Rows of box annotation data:

- - - -

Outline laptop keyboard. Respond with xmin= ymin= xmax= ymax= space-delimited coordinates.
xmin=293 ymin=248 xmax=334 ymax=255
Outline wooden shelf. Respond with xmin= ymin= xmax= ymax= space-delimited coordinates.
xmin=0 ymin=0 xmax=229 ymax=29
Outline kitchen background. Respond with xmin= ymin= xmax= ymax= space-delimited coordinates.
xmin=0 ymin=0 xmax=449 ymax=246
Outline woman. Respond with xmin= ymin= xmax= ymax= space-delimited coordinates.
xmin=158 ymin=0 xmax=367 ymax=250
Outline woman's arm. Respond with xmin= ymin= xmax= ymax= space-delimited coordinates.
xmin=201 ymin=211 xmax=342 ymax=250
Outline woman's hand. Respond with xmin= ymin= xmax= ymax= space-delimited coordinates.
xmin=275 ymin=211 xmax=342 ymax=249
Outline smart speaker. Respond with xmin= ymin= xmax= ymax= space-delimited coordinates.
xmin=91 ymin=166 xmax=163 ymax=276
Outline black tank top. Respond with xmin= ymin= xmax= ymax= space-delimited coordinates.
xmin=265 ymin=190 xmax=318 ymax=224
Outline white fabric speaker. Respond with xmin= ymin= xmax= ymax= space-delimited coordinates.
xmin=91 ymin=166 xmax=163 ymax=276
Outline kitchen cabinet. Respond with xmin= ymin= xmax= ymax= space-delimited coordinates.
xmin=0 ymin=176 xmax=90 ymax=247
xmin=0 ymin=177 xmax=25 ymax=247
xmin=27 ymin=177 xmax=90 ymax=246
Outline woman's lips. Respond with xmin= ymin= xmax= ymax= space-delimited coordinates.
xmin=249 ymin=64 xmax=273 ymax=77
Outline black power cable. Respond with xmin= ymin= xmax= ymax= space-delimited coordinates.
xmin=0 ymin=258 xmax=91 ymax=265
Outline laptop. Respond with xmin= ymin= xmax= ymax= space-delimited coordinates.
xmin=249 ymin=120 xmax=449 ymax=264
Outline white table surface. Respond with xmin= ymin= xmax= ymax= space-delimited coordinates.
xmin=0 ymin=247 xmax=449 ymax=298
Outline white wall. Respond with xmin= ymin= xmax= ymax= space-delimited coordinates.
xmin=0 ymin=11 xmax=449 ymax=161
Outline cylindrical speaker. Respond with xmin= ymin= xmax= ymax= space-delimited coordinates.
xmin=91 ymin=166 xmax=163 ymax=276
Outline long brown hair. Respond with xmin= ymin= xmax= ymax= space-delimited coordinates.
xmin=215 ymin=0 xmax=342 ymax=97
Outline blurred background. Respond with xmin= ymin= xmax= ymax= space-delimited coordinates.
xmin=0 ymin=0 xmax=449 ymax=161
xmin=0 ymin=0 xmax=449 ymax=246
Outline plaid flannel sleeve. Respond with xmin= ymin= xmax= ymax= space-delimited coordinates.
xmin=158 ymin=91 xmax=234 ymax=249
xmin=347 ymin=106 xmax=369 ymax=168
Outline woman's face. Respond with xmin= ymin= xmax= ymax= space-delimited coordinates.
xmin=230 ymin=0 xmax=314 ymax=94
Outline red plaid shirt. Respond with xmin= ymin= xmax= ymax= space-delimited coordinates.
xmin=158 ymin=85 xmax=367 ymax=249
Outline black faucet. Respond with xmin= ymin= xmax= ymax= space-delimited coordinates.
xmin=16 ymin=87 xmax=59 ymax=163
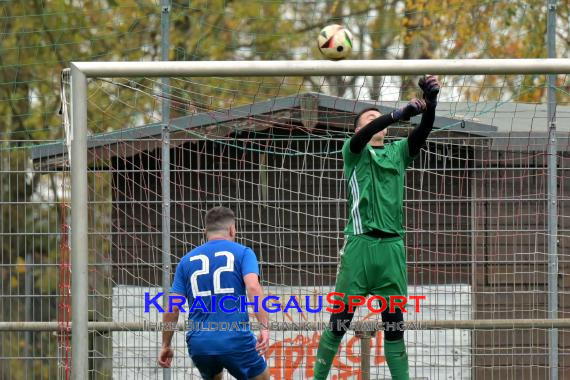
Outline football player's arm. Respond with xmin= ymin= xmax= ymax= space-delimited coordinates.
xmin=350 ymin=99 xmax=425 ymax=154
xmin=243 ymin=273 xmax=269 ymax=355
xmin=408 ymin=76 xmax=440 ymax=157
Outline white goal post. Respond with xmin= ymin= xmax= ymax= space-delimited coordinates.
xmin=70 ymin=58 xmax=570 ymax=378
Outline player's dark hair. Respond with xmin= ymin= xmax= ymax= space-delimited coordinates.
xmin=354 ymin=107 xmax=382 ymax=129
xmin=206 ymin=206 xmax=235 ymax=233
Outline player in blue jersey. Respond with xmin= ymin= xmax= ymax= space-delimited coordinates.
xmin=158 ymin=207 xmax=269 ymax=380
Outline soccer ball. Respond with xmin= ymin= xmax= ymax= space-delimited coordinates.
xmin=318 ymin=24 xmax=352 ymax=60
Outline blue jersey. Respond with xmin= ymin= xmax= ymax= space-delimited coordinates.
xmin=170 ymin=240 xmax=259 ymax=355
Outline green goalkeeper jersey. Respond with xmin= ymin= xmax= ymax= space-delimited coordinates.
xmin=342 ymin=138 xmax=414 ymax=237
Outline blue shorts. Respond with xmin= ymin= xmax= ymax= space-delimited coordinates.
xmin=190 ymin=347 xmax=267 ymax=380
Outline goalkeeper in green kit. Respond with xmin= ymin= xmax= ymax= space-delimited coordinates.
xmin=314 ymin=76 xmax=440 ymax=380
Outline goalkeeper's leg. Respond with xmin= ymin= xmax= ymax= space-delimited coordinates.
xmin=314 ymin=305 xmax=354 ymax=380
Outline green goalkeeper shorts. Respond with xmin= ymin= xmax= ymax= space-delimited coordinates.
xmin=335 ymin=235 xmax=408 ymax=303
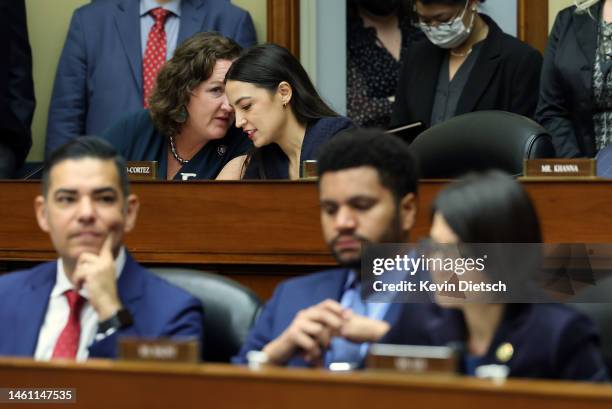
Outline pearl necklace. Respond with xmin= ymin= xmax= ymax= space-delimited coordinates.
xmin=170 ymin=136 xmax=189 ymax=165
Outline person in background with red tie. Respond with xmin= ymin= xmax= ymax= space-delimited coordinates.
xmin=0 ymin=137 xmax=203 ymax=360
xmin=45 ymin=0 xmax=256 ymax=156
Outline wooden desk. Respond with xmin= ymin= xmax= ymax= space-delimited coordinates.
xmin=0 ymin=359 xmax=612 ymax=409
xmin=0 ymin=180 xmax=612 ymax=298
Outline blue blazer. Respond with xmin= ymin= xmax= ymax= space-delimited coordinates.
xmin=232 ymin=268 xmax=420 ymax=367
xmin=381 ymin=304 xmax=608 ymax=381
xmin=0 ymin=0 xmax=36 ymax=168
xmin=0 ymin=250 xmax=203 ymax=358
xmin=45 ymin=0 xmax=256 ymax=156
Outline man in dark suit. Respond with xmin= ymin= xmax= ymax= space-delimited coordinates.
xmin=0 ymin=137 xmax=202 ymax=360
xmin=0 ymin=0 xmax=35 ymax=179
xmin=234 ymin=130 xmax=426 ymax=366
xmin=45 ymin=0 xmax=256 ymax=155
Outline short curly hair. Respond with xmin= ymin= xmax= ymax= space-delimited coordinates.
xmin=149 ymin=32 xmax=242 ymax=137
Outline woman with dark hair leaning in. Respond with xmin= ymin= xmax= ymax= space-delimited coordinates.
xmin=102 ymin=33 xmax=252 ymax=180
xmin=391 ymin=0 xmax=542 ymax=127
xmin=218 ymin=44 xmax=353 ymax=180
xmin=381 ymin=171 xmax=608 ymax=381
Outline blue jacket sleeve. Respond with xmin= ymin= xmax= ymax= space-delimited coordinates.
xmin=0 ymin=0 xmax=36 ymax=166
xmin=232 ymin=284 xmax=283 ymax=364
xmin=555 ymin=314 xmax=609 ymax=382
xmin=45 ymin=10 xmax=88 ymax=156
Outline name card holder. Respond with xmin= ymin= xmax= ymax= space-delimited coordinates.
xmin=119 ymin=337 xmax=200 ymax=363
xmin=523 ymin=159 xmax=597 ymax=178
xmin=127 ymin=161 xmax=157 ymax=180
xmin=366 ymin=344 xmax=460 ymax=374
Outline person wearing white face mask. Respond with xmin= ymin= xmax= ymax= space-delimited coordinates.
xmin=391 ymin=0 xmax=542 ymax=127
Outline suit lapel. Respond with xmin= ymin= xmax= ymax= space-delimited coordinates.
xmin=455 ymin=17 xmax=502 ymax=115
xmin=12 ymin=262 xmax=57 ymax=356
xmin=177 ymin=0 xmax=206 ymax=43
xmin=114 ymin=0 xmax=142 ymax=91
xmin=573 ymin=3 xmax=601 ymax=90
xmin=117 ymin=252 xmax=145 ymax=315
xmin=414 ymin=40 xmax=446 ymax=126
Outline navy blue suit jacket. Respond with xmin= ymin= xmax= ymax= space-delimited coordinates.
xmin=0 ymin=0 xmax=35 ymax=167
xmin=0 ymin=250 xmax=203 ymax=358
xmin=45 ymin=0 xmax=256 ymax=156
xmin=243 ymin=116 xmax=355 ymax=180
xmin=232 ymin=268 xmax=424 ymax=367
xmin=381 ymin=304 xmax=608 ymax=381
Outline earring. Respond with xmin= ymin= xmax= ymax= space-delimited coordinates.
xmin=176 ymin=107 xmax=187 ymax=124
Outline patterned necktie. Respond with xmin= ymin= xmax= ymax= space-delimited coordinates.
xmin=51 ymin=290 xmax=85 ymax=359
xmin=142 ymin=7 xmax=170 ymax=108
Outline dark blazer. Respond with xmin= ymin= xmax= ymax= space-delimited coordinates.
xmin=0 ymin=250 xmax=203 ymax=358
xmin=391 ymin=15 xmax=542 ymax=127
xmin=101 ymin=109 xmax=253 ymax=180
xmin=45 ymin=0 xmax=256 ymax=156
xmin=381 ymin=304 xmax=608 ymax=381
xmin=232 ymin=268 xmax=424 ymax=367
xmin=243 ymin=116 xmax=354 ymax=179
xmin=0 ymin=0 xmax=35 ymax=171
xmin=536 ymin=3 xmax=601 ymax=158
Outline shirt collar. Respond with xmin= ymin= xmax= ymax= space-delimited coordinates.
xmin=343 ymin=270 xmax=359 ymax=292
xmin=51 ymin=246 xmax=126 ymax=298
xmin=140 ymin=0 xmax=181 ymax=17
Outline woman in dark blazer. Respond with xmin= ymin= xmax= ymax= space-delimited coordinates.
xmin=381 ymin=171 xmax=608 ymax=381
xmin=536 ymin=0 xmax=612 ymax=158
xmin=217 ymin=44 xmax=353 ymax=180
xmin=391 ymin=0 xmax=542 ymax=127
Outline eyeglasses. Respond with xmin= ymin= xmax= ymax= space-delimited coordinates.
xmin=413 ymin=0 xmax=470 ymax=29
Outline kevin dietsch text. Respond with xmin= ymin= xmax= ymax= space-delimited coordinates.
xmin=373 ymin=280 xmax=507 ymax=293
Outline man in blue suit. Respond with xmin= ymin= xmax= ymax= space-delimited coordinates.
xmin=0 ymin=0 xmax=35 ymax=179
xmin=0 ymin=137 xmax=202 ymax=360
xmin=234 ymin=129 xmax=426 ymax=366
xmin=45 ymin=0 xmax=256 ymax=156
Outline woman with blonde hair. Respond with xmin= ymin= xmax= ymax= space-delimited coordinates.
xmin=536 ymin=0 xmax=612 ymax=158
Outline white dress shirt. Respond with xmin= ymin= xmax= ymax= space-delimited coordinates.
xmin=34 ymin=247 xmax=125 ymax=361
xmin=140 ymin=0 xmax=181 ymax=60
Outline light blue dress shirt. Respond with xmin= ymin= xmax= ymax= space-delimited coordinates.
xmin=325 ymin=270 xmax=390 ymax=366
xmin=140 ymin=0 xmax=181 ymax=60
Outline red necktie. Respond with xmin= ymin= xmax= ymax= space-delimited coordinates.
xmin=142 ymin=7 xmax=170 ymax=108
xmin=51 ymin=290 xmax=85 ymax=359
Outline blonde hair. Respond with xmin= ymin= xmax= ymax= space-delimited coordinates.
xmin=574 ymin=0 xmax=600 ymax=13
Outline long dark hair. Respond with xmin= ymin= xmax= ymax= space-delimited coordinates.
xmin=225 ymin=43 xmax=339 ymax=179
xmin=432 ymin=171 xmax=542 ymax=243
xmin=225 ymin=43 xmax=339 ymax=125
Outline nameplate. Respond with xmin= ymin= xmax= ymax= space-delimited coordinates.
xmin=366 ymin=344 xmax=459 ymax=373
xmin=119 ymin=337 xmax=200 ymax=363
xmin=127 ymin=161 xmax=157 ymax=180
xmin=523 ymin=159 xmax=596 ymax=177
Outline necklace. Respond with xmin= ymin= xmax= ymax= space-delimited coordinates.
xmin=170 ymin=136 xmax=189 ymax=165
xmin=451 ymin=47 xmax=472 ymax=57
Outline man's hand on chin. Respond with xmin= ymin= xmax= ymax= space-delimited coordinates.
xmin=73 ymin=233 xmax=122 ymax=321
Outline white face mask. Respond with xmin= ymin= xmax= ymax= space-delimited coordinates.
xmin=419 ymin=0 xmax=476 ymax=49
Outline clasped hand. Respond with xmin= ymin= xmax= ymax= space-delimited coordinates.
xmin=263 ymin=300 xmax=389 ymax=366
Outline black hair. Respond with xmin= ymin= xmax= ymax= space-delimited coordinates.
xmin=432 ymin=171 xmax=542 ymax=243
xmin=225 ymin=44 xmax=339 ymax=125
xmin=317 ymin=128 xmax=418 ymax=201
xmin=42 ymin=136 xmax=130 ymax=197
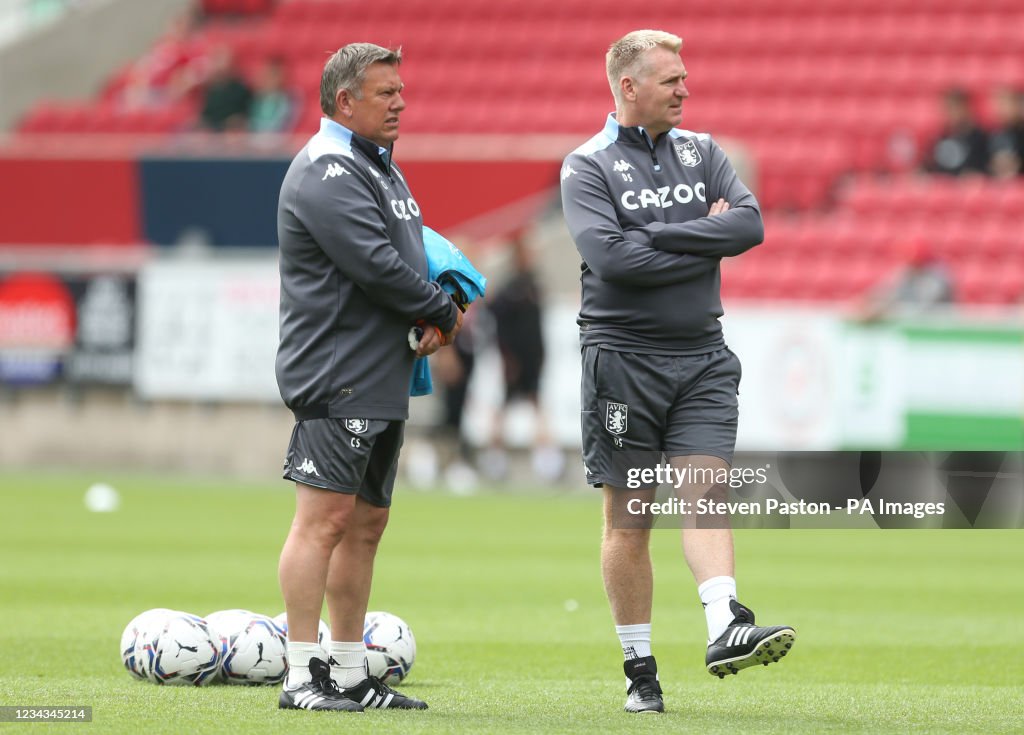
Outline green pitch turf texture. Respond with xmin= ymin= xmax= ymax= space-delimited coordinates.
xmin=0 ymin=471 xmax=1024 ymax=735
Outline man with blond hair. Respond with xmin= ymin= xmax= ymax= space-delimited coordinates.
xmin=561 ymin=31 xmax=796 ymax=712
xmin=276 ymin=43 xmax=462 ymax=711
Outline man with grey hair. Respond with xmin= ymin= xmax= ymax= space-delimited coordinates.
xmin=561 ymin=31 xmax=796 ymax=712
xmin=276 ymin=43 xmax=462 ymax=711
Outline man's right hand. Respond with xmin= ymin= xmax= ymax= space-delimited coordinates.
xmin=441 ymin=309 xmax=463 ymax=346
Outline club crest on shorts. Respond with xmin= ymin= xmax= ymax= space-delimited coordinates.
xmin=345 ymin=419 xmax=370 ymax=434
xmin=604 ymin=403 xmax=630 ymax=434
xmin=675 ymin=140 xmax=703 ymax=168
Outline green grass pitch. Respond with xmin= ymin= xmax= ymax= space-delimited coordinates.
xmin=0 ymin=471 xmax=1024 ymax=735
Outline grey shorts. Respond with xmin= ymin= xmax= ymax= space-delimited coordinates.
xmin=581 ymin=345 xmax=741 ymax=487
xmin=283 ymin=419 xmax=406 ymax=508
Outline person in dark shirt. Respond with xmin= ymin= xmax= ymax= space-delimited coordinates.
xmin=200 ymin=47 xmax=253 ymax=132
xmin=925 ymin=89 xmax=988 ymax=176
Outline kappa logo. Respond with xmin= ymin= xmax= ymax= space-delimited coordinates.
xmin=367 ymin=166 xmax=391 ymax=190
xmin=604 ymin=402 xmax=630 ymax=436
xmin=321 ymin=164 xmax=351 ymax=181
xmin=675 ymin=140 xmax=703 ymax=168
xmin=345 ymin=419 xmax=370 ymax=434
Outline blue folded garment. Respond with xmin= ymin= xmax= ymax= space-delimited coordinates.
xmin=409 ymin=226 xmax=487 ymax=395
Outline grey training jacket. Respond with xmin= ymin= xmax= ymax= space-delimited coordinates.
xmin=561 ymin=115 xmax=764 ymax=354
xmin=276 ymin=118 xmax=457 ymax=421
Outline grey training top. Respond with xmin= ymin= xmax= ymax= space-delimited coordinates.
xmin=561 ymin=115 xmax=764 ymax=354
xmin=276 ymin=118 xmax=457 ymax=420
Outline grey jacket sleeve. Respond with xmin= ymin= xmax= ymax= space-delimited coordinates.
xmin=296 ymin=159 xmax=458 ymax=332
xmin=562 ymin=155 xmax=719 ymax=286
xmin=630 ymin=140 xmax=765 ymax=258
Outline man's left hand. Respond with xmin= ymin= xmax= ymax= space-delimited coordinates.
xmin=416 ymin=325 xmax=441 ymax=357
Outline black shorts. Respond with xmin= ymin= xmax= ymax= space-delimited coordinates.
xmin=581 ymin=345 xmax=741 ymax=487
xmin=283 ymin=419 xmax=406 ymax=508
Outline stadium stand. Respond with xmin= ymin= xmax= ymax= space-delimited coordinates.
xmin=8 ymin=0 xmax=1024 ymax=303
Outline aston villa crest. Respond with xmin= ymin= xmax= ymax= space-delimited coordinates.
xmin=675 ymin=140 xmax=703 ymax=168
xmin=604 ymin=403 xmax=630 ymax=435
xmin=345 ymin=419 xmax=370 ymax=434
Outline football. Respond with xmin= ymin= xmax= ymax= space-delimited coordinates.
xmin=142 ymin=612 xmax=224 ymax=686
xmin=362 ymin=612 xmax=416 ymax=684
xmin=206 ymin=608 xmax=256 ymax=682
xmin=121 ymin=607 xmax=174 ymax=679
xmin=221 ymin=613 xmax=288 ymax=684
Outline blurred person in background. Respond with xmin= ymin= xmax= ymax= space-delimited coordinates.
xmin=561 ymin=31 xmax=796 ymax=712
xmin=200 ymin=46 xmax=253 ymax=132
xmin=857 ymin=237 xmax=955 ymax=322
xmin=925 ymin=89 xmax=988 ymax=176
xmin=276 ymin=43 xmax=462 ymax=711
xmin=481 ymin=231 xmax=565 ymax=482
xmin=249 ymin=58 xmax=298 ymax=133
xmin=988 ymin=87 xmax=1024 ymax=179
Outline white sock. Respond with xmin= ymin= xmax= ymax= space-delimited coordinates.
xmin=697 ymin=576 xmax=736 ymax=644
xmin=330 ymin=641 xmax=367 ymax=689
xmin=615 ymin=622 xmax=650 ymax=661
xmin=285 ymin=641 xmax=324 ymax=689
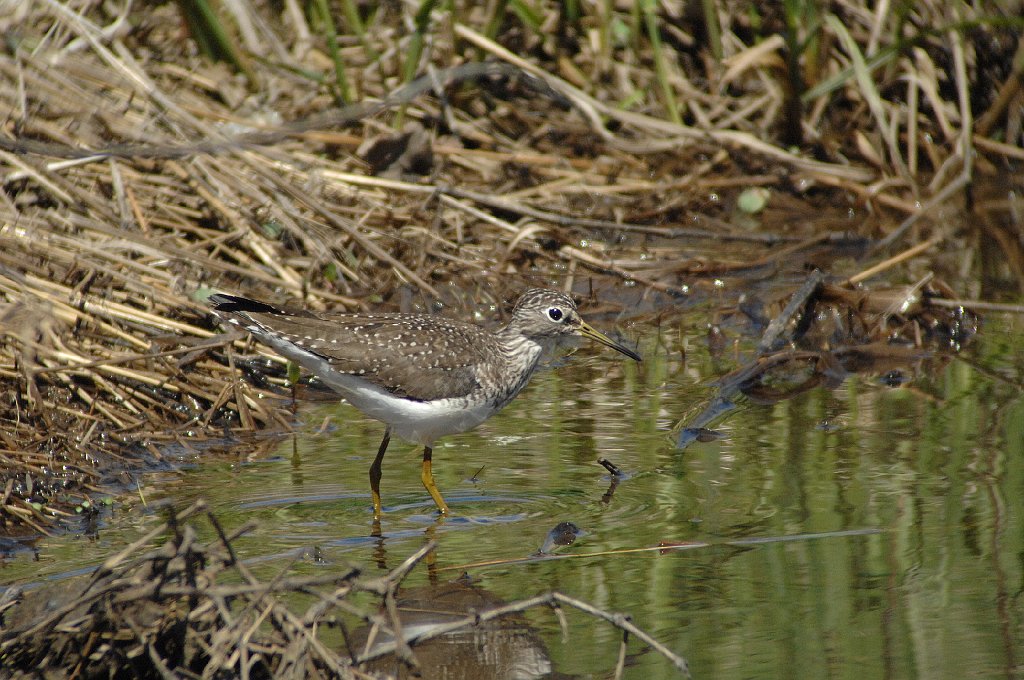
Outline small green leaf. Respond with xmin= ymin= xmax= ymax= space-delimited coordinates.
xmin=736 ymin=186 xmax=771 ymax=215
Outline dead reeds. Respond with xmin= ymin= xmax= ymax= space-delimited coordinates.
xmin=0 ymin=503 xmax=688 ymax=679
xmin=0 ymin=0 xmax=1011 ymax=535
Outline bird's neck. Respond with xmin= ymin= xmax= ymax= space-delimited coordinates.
xmin=489 ymin=327 xmax=553 ymax=405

- - - -

- _DIRECTIONS FOR THIS TASK_:
Copy out the lines of the records above, everything from the line containing "Outline man's hand" down to the line containing "xmin=263 ymin=300 xmax=389 ymax=366", with both of those lines included.

- _WRITTEN ANSWER_:
Outline man's hand on chin. Respond with xmin= ymin= xmax= ymax= space-delimited coordinates.
xmin=73 ymin=233 xmax=122 ymax=321
Outline white face mask. Respond with xmin= ymin= xmax= ymax= space-delimited coordinates.
xmin=419 ymin=0 xmax=476 ymax=49
Outline clasped hand. Respond with xmin= ymin= xmax= ymax= space-delimited coordinates.
xmin=263 ymin=300 xmax=389 ymax=366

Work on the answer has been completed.